• Extract
..........
Dual strategy allows eligible investors to diversify highly appreciated, low-basis portfolios into a hedged growth approach without triggering immediate capital gains.
NEW YORK, Jan. 21, 2026 /PRNewswire/ -- Toews Asset Management today announced the upcoming launch of Toews Agility Shares Hedged Nasdaq-100® ETF (Ticker: HQQQ). Scheduled to list on the Nasdaq March 9, 2026, the fund introduces a one-time opportunity to seed the new ETF through a Section 351 ETF Exchange.
Under Section 351 of the Internal Revenue Code, eligible investors may contribute a diversified, appreciated portfolio to the fund in exchange for new ETF shares. This mechanism allows for tax-deferred diversification, potentially keeping more capital invested and compounding for longer periods.
Solving the Concentration Dilemma Today, investors may find their portfolios over-concentrated but are reluctant to rebalance due to significant tax liabilities.
"Many advisors and investors are unaware that a 351 ETF Exchange can be used to fund an ETF," said Phillip Toews, CEO of Toews Asset Management and author of The Behavioral Portfolio®. "We are democratizing a process that has historically been complex, helping investors participate in investments that track the growth of the Nasdaq-100® Index while actively hedging against significant drawdowns."
Tax-Deferred Seeding:Leverages a Section 351 ETF Exchange to help eligible investors transition out of highly appreciated assets without an immediate tax hit, provided all regulatory requirements are met.
..........
• Instructions
1: Translate this sentence from the ETF launch announcement above into Spanish: "This mechanism allows for tax-deferred diversification, potentially keeping more capital invested and compounding for longer periods."
2: Pick up the ETF launch announcement above after its final sentence and carry it on in the same style.

• Supplied material
..........
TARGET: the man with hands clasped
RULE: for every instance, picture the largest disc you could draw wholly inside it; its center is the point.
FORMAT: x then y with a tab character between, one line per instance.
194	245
..........
• The responses
1: Este mecanismo permite una diversificación con impuestos diferidos, lo que potencialmente mantiene más capital invertido y generando rendimientos compuestos durante períodos más largos.

2:
Hedged Growth: HQQQ provides exposure to the Nasdaq-100® Index via ETFs, futures, and stocks combined with a managed-risk options overlay designed to moderate downside volatility.
Behavioral Defense: HQQQ aims to reduce the volatility of market swings which may help investors stick to long-term plans during falling markets.
Institutional Expertise: HQQQ is managed by a veteran team including Phillip Toews (CEO, Portfolio Manager), Jason Graffius (COO/CFO, Portfolio Manager), Landon Gould (VP, Investments) and Charles Collins (Portfolio Manager, Options Specialist)
"The past decade has rewarded investors with solid returns, but current market dynamics could leave years of accumulated wealth vulnerable to loss," noted Eben Burr, President of Toews. "HQQQ offers eligible investors a way to diversify and reposition portfolios into a risk-aware strategy without an immediate tax burden."
Cory Kendall, National Sales Manager, added, "This is about control. We are giving investors more control over the timing of their taxable events while providing the risk management, liquidity and transparency inherent in the hedged ETF wrapper."
About Toews Asset Management Founded in 1994, Toews Asset Management is an SEC-registered investment advisor dedicated to helping investors navigate economic challenges through managed-risk strategies. Our suite of ETFs, mutual funds, and model portfolios is designed to deliver competitive returns and prioritize downside defense for a more consistent investing experience, regardless of market conditions. For more information, visit www.toewscorp.com.
Media Contact Kelly Ashton Bradley Director of Marketing [email protected] (800) 326-1950
Investing involves risk including possible loss of principal. Investors should consider the ETF's investment objectives, risks, charges, and expenses carefully before investing. This and other information about the ETF is contained in the prospectus, which can be obtained by calling 888-604-5506 or visiting toewscorp.com.
Section 351 exchanges involve complex tax rules; investors should consult with a tax professional regarding their specific eligibility and situation.
Nasdaq-100® Index: the 100 largest, most actively traded companies listed on the Nasdaq stock exchange.
Diversification does not ensure a profit or guarantee against loss.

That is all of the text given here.